══ Record excerpts ══
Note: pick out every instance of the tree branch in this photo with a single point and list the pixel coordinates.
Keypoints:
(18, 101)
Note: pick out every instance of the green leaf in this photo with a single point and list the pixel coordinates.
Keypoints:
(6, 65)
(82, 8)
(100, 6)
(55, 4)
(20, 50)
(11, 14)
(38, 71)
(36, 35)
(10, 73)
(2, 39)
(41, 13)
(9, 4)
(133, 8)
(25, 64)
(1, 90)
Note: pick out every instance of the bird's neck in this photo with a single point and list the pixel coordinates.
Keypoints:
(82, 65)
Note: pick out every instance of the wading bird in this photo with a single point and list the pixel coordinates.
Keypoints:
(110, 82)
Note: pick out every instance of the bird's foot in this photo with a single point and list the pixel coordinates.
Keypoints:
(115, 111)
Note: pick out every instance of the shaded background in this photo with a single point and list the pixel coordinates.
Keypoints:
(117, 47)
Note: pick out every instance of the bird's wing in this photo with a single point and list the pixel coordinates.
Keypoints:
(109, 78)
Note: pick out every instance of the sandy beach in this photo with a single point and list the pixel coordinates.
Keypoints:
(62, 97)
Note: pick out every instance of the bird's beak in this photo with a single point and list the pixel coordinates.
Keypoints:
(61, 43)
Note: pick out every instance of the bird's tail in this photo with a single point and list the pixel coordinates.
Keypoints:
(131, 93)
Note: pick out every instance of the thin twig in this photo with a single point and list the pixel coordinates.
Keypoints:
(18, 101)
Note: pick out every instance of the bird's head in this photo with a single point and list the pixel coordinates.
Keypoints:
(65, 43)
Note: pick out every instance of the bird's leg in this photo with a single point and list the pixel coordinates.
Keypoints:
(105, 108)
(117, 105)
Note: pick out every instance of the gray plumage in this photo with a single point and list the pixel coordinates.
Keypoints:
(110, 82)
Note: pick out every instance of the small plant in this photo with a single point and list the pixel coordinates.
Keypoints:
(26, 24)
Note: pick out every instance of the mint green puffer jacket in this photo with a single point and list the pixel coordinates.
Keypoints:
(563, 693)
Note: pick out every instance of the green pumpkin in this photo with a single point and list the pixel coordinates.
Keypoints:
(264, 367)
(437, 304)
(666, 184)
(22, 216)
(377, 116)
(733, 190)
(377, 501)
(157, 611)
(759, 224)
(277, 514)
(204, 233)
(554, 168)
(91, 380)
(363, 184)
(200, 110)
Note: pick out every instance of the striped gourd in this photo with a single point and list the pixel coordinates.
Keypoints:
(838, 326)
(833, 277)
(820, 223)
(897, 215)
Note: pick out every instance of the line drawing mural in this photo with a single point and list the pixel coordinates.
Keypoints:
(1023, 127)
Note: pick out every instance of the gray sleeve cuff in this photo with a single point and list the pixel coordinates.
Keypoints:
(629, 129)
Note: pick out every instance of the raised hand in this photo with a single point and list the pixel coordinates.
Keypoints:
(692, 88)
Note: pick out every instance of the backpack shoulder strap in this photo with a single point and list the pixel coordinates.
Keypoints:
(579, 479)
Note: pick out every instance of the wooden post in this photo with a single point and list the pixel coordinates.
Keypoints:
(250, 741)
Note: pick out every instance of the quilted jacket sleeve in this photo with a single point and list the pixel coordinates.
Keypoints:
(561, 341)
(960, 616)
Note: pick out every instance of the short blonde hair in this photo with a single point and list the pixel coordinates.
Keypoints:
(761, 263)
═══
* [What you should do] Lines that include the word "jacket" — how many are there in the data? Answer with the number alone.

* [Answer space] 2